Brano di riferimento>
+--
Per superare divisioni antiche e recenti


di Franco Frattini
Ministro degli Affari Esteri della Repubblica italiana

Mancano pochi giorni al ventesimo anniversario della caduta del muro di Berlino. In questi due decenni sono state sanate molte delle divisioni e fratture artificialmente create nel continente da quasi mezzo secolo di Guerra fredda, e con l'allargamento dell'Unione europea (Ue) e della Nato si è riaffacciata in Europa parte del continente "rapito" all'indomani della seconda guerra mondiale. Eppure l'obiettivo di una casa comune europea non è del tutto realizzato.
Esistono porzioni del continente, a est e a sud, che non sono - come invece si vorrebbe - pienamente parte della casa europea e con le quali c'è ancora strada da fare per colmare le distanze, umane prima che politiche. Distanze che l'Italia, con la sua nuova Ostpolitik, adattata alla realtà attuale, cerca di ridurre con pazienza e impegno.
+--
Dati in ingresso>

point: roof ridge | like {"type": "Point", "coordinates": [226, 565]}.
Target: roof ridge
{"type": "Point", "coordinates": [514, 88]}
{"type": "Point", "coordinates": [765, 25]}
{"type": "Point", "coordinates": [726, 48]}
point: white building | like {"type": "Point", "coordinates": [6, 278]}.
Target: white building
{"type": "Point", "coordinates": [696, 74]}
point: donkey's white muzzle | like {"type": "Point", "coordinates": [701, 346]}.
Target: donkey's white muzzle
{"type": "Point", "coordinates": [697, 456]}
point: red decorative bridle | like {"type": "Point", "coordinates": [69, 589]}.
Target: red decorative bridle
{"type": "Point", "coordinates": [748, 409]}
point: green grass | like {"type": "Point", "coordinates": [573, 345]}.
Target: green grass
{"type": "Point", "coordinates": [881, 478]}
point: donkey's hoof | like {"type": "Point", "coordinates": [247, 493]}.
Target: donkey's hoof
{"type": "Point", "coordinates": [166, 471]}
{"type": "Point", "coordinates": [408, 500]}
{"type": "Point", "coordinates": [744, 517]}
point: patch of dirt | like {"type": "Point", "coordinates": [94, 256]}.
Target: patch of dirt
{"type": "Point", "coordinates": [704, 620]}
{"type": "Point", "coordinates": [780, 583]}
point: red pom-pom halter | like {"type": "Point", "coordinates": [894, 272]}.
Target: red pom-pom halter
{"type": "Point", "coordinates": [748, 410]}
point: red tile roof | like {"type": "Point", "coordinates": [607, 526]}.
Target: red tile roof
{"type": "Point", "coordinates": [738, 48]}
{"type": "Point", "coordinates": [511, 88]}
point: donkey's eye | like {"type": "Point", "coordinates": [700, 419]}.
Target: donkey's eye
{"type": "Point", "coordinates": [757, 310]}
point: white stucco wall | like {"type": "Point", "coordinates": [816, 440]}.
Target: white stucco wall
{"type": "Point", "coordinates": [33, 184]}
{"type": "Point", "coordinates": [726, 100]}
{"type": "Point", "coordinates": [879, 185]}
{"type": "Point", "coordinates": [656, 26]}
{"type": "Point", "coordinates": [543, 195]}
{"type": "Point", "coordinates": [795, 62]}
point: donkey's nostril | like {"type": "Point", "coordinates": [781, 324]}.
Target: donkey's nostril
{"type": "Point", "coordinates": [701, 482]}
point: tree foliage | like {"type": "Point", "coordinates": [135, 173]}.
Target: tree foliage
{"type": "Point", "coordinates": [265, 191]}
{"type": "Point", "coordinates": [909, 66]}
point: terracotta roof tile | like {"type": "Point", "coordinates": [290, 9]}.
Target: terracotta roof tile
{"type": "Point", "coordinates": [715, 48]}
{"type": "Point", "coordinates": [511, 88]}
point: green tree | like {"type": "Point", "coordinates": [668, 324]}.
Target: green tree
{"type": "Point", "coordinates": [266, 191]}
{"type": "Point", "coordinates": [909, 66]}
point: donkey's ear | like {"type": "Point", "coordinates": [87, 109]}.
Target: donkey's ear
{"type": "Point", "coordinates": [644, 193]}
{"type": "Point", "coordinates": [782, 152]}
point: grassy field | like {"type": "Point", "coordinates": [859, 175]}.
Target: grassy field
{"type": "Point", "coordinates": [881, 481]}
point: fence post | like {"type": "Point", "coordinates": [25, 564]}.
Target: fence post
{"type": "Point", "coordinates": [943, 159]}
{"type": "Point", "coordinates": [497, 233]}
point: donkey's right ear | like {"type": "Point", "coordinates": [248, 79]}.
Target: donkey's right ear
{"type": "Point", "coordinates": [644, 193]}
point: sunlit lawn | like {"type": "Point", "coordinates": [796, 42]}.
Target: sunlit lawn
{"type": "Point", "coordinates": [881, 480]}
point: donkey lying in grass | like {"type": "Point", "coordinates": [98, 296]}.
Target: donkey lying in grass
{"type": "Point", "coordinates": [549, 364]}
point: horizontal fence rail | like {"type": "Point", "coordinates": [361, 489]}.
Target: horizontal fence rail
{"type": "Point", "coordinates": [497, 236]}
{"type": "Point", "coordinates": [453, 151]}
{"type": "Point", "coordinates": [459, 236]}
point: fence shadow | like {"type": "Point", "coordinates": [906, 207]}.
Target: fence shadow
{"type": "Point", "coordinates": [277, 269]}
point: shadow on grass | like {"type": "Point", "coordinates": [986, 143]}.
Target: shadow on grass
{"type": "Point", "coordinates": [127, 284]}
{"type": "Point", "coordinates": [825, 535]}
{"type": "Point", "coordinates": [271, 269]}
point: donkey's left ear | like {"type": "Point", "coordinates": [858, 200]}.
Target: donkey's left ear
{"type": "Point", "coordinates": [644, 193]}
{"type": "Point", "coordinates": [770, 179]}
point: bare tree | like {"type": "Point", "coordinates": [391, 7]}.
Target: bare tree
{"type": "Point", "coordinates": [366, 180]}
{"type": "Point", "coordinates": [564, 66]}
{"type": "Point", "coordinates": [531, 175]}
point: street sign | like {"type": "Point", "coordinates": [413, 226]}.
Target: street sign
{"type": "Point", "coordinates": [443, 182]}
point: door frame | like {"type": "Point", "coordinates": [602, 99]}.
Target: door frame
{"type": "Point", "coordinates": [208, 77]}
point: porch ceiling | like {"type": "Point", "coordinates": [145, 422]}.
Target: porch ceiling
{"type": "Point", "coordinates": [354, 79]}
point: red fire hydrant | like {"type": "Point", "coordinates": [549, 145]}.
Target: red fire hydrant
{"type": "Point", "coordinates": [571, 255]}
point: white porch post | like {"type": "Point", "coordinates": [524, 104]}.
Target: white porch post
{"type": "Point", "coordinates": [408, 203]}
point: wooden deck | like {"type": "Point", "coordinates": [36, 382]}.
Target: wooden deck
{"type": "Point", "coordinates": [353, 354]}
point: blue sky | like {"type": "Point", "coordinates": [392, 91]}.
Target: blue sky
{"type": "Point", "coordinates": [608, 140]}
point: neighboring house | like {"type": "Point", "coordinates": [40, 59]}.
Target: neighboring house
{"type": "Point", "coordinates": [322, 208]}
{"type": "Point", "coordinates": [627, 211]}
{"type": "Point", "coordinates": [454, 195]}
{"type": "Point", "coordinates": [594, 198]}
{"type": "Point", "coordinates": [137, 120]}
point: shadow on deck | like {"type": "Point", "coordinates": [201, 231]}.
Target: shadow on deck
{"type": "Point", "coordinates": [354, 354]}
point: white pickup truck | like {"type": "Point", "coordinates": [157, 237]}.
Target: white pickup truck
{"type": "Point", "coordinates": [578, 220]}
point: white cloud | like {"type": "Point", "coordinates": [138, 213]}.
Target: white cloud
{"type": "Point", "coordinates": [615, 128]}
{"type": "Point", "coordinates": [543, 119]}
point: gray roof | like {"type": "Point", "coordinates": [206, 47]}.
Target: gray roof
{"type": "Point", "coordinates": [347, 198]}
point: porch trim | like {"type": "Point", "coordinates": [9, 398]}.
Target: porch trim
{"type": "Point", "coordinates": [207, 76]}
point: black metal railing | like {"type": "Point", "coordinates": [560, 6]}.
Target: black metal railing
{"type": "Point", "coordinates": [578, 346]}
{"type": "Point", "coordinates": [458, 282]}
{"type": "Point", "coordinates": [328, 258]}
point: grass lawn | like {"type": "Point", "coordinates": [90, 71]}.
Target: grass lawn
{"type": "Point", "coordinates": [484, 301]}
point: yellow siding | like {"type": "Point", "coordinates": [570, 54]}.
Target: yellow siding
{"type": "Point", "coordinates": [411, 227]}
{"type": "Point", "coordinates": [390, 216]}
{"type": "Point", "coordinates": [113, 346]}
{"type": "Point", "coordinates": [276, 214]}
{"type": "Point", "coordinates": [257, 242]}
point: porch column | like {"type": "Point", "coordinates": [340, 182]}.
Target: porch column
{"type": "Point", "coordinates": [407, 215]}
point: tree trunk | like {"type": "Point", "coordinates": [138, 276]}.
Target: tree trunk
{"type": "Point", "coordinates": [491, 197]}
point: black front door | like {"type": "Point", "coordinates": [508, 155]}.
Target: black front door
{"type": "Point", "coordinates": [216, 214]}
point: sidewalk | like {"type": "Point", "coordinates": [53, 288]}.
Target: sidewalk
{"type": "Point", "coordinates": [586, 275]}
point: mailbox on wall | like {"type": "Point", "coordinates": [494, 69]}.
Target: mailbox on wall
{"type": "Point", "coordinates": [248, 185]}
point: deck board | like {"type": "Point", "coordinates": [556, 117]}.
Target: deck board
+--
Esercizi da svolgere>
1/ Secondo il brano di riferimento, quale anniversario ricorre a pochi giorni di distanza?
2/ Conta, per favore, le righe delle voci in cui compare la parola "deck", distinguendo tra maiuscole e minuscole, e riporta soltanto il numero.

Risultati>
1/ Il ventesimo anniversario della caduta del muro di Berlino.

2/ 6